## Start PROVIDED MATERIAL

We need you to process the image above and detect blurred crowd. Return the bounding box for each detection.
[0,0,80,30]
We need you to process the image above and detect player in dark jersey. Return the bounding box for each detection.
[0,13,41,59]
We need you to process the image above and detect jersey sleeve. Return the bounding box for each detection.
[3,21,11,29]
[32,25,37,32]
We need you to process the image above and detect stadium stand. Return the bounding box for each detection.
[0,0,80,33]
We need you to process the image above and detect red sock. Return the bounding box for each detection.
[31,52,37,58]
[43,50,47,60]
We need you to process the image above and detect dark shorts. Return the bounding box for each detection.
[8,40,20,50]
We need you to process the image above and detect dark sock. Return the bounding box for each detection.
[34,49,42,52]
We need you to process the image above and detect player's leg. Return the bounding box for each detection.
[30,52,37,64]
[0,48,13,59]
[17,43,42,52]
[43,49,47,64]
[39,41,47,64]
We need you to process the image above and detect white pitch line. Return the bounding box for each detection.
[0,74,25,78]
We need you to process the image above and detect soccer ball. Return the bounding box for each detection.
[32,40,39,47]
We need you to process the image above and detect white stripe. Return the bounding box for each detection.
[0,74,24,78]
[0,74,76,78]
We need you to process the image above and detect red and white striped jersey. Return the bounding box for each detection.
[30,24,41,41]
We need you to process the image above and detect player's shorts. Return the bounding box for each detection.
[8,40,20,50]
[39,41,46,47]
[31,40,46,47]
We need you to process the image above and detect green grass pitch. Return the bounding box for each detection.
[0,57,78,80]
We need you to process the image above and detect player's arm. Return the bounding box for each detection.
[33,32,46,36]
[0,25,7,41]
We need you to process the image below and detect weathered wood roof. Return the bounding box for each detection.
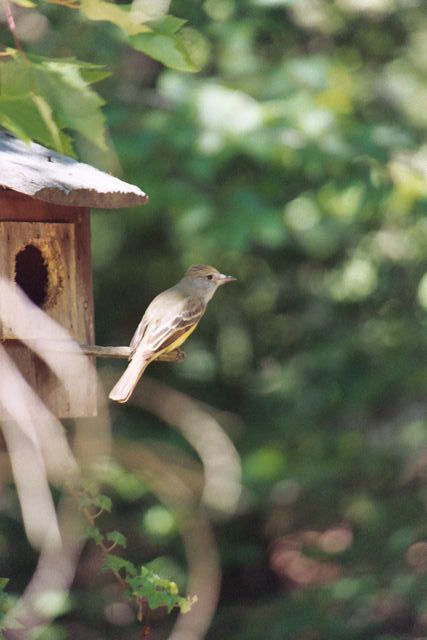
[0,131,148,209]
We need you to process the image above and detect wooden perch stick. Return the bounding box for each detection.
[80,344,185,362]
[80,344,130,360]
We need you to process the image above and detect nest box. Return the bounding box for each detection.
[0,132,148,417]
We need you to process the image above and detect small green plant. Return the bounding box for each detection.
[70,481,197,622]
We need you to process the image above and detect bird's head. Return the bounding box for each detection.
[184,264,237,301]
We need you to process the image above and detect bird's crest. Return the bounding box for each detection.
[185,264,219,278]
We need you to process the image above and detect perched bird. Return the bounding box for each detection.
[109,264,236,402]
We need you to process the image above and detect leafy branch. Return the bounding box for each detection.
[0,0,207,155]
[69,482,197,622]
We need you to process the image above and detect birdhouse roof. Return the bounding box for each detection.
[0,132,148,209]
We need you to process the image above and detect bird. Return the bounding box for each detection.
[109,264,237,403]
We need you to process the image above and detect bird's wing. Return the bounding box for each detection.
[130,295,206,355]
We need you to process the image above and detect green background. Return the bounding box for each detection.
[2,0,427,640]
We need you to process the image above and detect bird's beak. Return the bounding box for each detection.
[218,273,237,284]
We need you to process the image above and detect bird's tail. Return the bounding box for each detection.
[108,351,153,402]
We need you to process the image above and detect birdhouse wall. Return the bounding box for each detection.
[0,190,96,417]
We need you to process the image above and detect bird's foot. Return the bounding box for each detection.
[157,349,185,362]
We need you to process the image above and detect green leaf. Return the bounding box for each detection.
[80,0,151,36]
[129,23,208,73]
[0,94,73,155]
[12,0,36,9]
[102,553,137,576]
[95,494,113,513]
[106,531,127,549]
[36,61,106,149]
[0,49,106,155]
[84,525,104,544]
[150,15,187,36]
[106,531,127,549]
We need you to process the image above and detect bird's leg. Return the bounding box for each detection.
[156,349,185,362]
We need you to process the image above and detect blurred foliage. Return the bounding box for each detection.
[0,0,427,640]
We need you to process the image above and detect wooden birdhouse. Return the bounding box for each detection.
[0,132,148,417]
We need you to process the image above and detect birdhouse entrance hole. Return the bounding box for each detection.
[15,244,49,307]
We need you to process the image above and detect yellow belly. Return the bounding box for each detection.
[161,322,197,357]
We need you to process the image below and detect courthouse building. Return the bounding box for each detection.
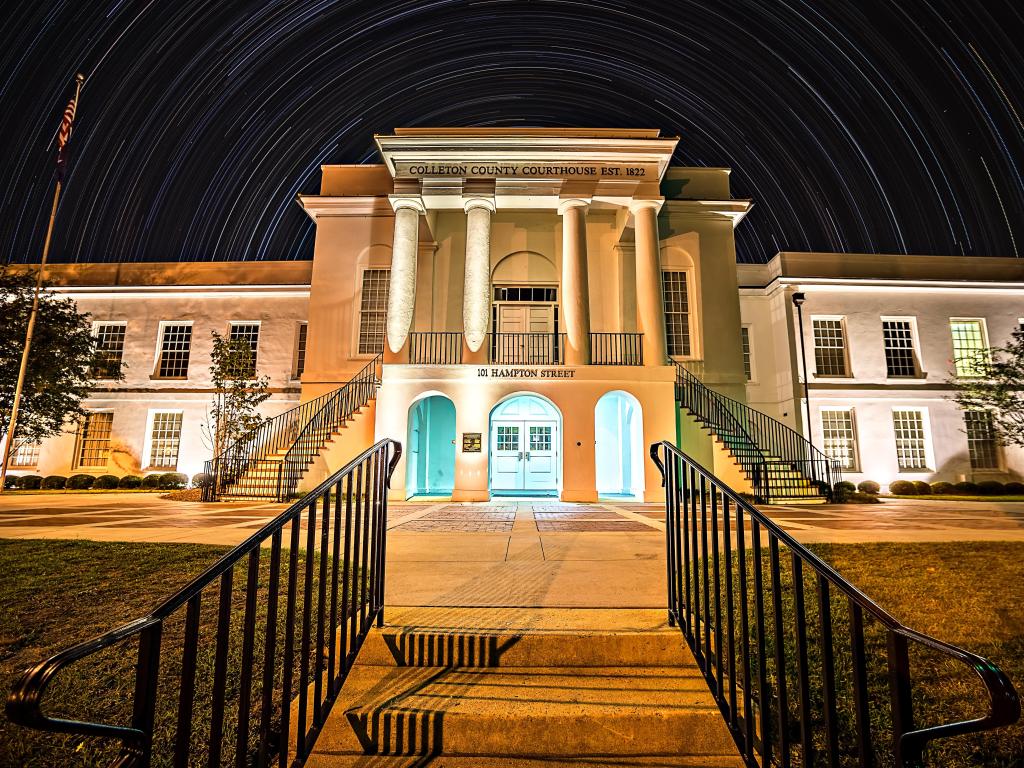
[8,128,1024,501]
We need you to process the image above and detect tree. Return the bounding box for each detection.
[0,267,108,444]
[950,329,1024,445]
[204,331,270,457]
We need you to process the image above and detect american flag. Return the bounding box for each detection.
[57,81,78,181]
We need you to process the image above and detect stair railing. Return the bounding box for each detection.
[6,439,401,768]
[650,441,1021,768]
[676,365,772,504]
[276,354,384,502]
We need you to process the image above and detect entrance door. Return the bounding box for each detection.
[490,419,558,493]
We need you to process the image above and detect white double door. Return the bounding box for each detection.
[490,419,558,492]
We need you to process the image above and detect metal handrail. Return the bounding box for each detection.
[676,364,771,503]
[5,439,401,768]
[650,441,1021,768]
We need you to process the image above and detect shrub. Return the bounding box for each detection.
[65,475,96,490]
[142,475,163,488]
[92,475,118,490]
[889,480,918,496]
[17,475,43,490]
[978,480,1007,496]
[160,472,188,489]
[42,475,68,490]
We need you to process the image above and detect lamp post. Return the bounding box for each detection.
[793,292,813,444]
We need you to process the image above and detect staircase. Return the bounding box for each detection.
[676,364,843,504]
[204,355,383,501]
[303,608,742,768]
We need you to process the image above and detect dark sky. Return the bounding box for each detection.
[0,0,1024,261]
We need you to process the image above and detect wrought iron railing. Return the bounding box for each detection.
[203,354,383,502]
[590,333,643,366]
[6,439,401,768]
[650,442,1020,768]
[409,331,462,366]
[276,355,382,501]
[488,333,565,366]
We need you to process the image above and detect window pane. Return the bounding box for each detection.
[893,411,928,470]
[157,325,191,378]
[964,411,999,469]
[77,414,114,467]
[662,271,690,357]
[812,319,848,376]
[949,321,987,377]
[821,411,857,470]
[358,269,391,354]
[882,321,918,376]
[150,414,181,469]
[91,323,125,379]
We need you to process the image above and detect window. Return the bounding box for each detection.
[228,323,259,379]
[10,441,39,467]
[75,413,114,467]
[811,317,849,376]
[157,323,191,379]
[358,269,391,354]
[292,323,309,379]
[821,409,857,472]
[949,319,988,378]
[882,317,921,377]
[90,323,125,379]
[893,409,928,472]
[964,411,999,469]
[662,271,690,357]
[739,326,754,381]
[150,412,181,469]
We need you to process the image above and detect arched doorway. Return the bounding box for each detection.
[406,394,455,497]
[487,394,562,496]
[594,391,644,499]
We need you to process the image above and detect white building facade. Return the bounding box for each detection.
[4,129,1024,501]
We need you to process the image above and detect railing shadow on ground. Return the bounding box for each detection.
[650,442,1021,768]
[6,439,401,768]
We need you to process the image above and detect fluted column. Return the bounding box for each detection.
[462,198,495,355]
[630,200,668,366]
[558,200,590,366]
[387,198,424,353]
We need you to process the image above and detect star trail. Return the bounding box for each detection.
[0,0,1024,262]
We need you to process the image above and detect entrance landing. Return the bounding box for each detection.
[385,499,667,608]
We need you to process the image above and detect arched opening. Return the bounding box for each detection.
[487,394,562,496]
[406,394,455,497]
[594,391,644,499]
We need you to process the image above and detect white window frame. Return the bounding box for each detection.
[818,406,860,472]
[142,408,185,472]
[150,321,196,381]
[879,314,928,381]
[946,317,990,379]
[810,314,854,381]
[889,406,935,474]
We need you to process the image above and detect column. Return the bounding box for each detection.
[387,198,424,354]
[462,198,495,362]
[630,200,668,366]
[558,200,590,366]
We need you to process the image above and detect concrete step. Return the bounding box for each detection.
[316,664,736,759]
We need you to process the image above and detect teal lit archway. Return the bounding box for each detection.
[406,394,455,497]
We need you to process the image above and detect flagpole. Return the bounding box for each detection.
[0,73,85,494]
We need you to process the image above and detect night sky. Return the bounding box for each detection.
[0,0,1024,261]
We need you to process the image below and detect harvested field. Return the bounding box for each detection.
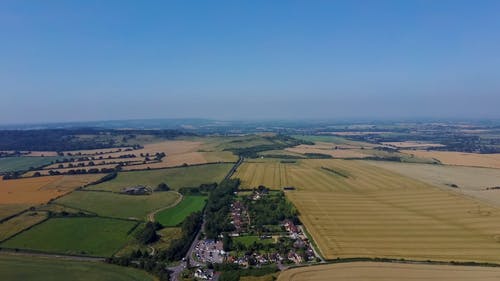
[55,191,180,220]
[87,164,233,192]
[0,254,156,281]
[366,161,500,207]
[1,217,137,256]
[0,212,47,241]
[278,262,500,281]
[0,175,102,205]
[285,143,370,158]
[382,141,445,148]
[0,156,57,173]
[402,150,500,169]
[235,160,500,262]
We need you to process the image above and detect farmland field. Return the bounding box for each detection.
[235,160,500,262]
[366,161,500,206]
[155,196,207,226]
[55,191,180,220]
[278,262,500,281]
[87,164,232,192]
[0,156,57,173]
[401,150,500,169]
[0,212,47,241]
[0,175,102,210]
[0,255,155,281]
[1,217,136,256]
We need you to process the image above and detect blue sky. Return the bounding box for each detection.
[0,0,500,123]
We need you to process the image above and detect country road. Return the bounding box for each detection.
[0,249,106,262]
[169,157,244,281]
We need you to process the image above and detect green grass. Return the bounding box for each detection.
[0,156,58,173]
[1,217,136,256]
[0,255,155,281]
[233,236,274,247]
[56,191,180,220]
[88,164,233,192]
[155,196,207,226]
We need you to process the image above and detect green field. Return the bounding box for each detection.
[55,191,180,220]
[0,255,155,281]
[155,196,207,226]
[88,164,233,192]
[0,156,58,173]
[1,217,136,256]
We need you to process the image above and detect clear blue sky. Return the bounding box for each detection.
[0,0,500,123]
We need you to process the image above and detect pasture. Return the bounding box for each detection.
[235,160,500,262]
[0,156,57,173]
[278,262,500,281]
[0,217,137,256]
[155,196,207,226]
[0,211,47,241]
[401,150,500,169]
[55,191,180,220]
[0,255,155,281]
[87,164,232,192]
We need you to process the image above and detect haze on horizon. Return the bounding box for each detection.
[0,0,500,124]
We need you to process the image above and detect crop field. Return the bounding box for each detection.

## End PROVIDED MATERIAL

■ WHAT NEEDS TO BE DONE
Please report each line of the listing above that contains the word "player". Case counts.

■ ANSWER IN FULL
We need you to process the image above and detect player in dark jersey. Return the bounding box for each detection.
We need you to process the image above and detect player's leg. Return the bounding box for each detection.
We need you to process the image above and detect player's shorts. Return the bounding box for each detection.
We need you to process the image above and detect player's arm. Return the bounding box for each detection.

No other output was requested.